> _Exercise aim_
Begin at the line below that contains "Would it be possible for you to detect the tree shown" and write out every line from there to the end of the entries, exactly.

(Collected data entries)
* * *

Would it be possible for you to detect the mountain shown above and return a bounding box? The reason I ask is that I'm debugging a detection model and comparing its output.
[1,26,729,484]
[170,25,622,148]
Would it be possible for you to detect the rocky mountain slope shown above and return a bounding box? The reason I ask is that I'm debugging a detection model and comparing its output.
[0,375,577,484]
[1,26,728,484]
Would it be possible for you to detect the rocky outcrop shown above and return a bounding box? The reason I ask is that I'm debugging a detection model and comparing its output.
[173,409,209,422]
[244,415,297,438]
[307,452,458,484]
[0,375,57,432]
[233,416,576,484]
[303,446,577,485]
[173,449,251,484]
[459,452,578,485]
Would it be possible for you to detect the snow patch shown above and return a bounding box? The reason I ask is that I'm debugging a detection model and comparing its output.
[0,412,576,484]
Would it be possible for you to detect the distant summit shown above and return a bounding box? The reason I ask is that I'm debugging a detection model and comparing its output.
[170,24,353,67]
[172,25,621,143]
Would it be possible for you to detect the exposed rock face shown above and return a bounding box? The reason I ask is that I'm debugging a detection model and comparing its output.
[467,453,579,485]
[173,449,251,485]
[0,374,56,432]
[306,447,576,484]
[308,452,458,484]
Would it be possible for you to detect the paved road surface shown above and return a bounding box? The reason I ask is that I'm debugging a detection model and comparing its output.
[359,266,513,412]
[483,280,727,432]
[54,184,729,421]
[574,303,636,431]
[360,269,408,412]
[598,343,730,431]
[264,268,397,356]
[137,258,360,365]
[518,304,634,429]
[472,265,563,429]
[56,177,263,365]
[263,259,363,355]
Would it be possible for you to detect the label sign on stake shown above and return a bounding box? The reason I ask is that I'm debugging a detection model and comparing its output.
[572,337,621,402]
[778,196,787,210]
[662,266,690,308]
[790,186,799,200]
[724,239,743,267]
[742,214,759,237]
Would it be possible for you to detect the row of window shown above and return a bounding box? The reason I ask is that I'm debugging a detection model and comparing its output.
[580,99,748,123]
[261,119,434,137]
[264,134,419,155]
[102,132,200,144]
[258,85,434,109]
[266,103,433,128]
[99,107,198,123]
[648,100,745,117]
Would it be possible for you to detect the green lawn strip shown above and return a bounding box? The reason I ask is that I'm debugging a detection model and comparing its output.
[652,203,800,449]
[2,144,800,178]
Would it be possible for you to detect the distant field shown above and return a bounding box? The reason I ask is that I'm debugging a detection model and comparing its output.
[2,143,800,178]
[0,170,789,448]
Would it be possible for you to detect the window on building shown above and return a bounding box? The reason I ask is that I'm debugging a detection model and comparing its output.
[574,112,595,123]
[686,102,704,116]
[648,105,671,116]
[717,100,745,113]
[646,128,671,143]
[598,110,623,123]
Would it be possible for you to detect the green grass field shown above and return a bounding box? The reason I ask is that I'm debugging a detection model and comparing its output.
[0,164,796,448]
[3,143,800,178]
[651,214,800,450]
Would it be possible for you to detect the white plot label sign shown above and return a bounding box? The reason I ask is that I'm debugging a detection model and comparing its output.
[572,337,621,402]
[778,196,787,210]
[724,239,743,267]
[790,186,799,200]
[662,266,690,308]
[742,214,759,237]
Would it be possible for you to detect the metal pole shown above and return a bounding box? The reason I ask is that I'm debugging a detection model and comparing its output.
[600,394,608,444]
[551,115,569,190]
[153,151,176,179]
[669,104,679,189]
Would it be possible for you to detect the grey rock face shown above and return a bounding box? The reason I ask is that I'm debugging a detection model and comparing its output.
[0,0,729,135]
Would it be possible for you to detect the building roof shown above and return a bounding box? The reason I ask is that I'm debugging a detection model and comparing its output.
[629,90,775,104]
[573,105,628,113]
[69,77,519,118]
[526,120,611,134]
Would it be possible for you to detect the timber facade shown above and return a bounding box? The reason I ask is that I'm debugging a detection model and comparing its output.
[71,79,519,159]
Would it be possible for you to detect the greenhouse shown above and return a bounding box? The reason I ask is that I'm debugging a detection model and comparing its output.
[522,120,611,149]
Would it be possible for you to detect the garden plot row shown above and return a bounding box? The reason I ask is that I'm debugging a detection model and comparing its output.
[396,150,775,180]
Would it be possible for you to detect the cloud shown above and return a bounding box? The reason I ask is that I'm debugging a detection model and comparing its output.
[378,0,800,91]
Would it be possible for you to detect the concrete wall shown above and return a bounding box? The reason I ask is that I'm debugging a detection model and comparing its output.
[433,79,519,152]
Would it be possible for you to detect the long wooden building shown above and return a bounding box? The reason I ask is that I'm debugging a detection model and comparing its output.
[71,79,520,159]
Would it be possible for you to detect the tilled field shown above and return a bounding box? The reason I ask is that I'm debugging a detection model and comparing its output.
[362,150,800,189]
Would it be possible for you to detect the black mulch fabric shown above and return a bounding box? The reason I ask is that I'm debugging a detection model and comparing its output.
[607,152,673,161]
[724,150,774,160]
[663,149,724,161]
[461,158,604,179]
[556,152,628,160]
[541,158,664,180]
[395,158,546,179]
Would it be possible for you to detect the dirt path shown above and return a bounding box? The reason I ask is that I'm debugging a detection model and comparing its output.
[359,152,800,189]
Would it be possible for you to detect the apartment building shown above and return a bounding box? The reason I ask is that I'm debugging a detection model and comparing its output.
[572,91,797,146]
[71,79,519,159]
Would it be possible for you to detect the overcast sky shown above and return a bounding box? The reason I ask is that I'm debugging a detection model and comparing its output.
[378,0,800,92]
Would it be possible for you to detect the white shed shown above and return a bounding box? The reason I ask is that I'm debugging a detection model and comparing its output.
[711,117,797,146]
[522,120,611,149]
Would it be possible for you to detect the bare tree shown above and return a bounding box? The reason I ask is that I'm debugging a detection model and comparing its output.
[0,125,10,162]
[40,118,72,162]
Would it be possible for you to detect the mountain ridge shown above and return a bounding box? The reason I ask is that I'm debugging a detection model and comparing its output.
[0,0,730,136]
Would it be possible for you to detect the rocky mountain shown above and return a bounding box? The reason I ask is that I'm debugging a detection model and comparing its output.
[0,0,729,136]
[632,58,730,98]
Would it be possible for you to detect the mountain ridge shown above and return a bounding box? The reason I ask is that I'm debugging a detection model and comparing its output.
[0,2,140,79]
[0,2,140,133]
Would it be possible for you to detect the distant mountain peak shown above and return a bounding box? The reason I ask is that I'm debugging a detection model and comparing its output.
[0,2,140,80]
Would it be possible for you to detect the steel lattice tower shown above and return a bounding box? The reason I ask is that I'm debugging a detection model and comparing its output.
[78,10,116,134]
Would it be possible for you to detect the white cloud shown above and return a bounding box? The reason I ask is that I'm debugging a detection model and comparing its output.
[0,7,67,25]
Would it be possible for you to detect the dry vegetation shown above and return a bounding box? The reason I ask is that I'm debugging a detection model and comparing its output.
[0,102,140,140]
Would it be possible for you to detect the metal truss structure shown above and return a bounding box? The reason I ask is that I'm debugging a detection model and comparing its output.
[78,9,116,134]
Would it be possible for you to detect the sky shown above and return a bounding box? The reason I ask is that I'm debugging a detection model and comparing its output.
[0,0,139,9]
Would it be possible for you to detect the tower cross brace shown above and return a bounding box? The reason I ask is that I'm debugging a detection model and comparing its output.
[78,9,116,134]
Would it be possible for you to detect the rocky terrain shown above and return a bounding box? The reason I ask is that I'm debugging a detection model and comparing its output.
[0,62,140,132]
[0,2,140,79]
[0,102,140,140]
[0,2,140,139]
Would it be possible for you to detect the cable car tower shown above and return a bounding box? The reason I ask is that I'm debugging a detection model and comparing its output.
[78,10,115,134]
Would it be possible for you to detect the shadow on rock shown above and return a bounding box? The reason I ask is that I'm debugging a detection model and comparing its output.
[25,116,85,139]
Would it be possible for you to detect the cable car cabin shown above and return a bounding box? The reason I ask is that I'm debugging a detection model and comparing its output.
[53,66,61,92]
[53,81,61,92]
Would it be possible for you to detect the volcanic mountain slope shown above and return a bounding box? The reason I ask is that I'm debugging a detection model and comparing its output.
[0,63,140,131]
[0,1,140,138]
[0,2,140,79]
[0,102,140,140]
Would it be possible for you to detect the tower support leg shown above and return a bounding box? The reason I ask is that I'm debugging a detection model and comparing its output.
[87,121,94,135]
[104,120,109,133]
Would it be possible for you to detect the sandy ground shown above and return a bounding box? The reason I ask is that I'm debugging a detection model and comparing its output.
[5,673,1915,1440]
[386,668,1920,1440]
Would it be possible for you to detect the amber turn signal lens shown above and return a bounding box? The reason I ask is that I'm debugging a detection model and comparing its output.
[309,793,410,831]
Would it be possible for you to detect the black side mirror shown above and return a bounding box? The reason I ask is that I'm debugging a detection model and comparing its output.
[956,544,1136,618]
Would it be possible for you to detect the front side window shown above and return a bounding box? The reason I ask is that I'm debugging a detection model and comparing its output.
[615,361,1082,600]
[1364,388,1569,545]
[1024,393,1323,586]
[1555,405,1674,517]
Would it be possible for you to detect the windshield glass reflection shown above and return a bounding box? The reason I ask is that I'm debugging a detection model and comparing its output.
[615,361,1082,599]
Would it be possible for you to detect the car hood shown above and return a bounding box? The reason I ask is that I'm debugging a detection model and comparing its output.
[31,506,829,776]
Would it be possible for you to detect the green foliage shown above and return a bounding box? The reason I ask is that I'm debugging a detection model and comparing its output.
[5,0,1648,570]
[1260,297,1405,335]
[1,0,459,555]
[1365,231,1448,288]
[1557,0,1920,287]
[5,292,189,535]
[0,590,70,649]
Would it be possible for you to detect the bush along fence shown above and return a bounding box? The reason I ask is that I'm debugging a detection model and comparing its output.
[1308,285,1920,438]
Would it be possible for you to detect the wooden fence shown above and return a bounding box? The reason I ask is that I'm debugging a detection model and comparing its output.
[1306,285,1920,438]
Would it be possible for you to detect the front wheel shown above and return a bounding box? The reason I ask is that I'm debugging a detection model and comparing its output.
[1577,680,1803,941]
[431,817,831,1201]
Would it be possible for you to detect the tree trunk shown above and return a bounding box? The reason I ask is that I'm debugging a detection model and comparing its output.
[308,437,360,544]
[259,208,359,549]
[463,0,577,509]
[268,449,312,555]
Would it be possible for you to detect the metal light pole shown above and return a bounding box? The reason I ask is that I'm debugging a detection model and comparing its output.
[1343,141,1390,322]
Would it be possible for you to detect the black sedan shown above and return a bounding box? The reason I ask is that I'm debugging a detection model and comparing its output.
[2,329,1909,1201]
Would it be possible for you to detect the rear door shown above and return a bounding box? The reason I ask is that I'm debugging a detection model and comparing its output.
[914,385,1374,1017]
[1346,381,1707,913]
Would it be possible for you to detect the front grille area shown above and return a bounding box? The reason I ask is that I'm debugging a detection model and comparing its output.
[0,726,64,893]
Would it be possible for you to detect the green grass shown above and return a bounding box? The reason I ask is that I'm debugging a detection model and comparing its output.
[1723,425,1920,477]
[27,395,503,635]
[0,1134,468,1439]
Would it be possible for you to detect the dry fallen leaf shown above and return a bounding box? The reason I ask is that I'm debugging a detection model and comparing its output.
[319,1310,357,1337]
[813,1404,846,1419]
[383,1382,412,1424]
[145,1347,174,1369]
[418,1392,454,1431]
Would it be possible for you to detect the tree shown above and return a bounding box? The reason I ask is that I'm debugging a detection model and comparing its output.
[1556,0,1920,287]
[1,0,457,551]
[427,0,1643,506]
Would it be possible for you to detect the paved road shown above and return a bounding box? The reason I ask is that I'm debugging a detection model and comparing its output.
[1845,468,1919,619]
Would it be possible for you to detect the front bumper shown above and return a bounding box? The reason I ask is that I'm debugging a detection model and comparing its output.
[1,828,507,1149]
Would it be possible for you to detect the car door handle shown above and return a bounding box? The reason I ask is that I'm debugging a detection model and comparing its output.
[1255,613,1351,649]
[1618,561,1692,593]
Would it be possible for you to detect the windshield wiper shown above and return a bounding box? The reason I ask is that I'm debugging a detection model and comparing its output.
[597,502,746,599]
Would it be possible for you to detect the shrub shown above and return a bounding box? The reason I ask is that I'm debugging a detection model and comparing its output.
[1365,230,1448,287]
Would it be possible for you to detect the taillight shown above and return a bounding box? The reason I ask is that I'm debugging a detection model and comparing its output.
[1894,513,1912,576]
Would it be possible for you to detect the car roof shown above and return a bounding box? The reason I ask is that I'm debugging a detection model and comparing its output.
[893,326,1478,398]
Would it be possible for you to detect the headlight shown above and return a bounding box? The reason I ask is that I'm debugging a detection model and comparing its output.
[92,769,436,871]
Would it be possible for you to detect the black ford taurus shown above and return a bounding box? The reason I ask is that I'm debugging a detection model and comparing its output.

* * *

> _Answer box_
Would it be possible for you to detect the tree shown above and return a bounding box? The reason I ask is that I'm debugging a detection model and comparing its output.
[1556,0,1920,287]
[1,0,457,551]
[427,0,1643,506]
Would it be possible for you to detect the paved road shown above and return a bounding box? The reason I ask is that I'm debugging a detection model and comparing its output.
[1845,468,1919,619]
Would it be possible for you to detect the front bumper shown above and return a bounding box? The reason I ask is that I'm debugging a detection model and comparing its output.
[1,828,507,1149]
Would it be possible for you to detect the car door handle shown above and return a bounding box? The reason I ask is that I'm debugging a detection model and comparing its output.
[1255,613,1351,649]
[1618,561,1692,593]
Would it be possible for you to detect the windshield wiper shown above and return a bounding box? The reason I ask is that I'm debugging a detection model and comparing its output.
[597,502,746,599]
Would it be possible for you to detect the shrub shown above and return a bounding box? The reason I ask is that I'm debugging a detection model and comparing its output.
[1365,230,1448,287]
Would it be possible for you to detect the taillight shown above and return a bounding box? The reason I ask is that I'm debugging a detection model and comparing its output.
[1894,513,1912,576]
Would it be possible for you to detect the car roof shown above and return a bounding box? The reason I ask is that I'm debugging a detection model and comparing its output.
[893,326,1478,398]
Would it be possible for you to detect the headlight shown above and return a bounding box? The reason I ask is that I'm debugging a detection model and comparing its output.
[92,769,436,871]
Would it be possible for you to detect the black ford taurus shown above and return a bounding box? The reason I ask is that I'm debugging a detection model and comparing its output.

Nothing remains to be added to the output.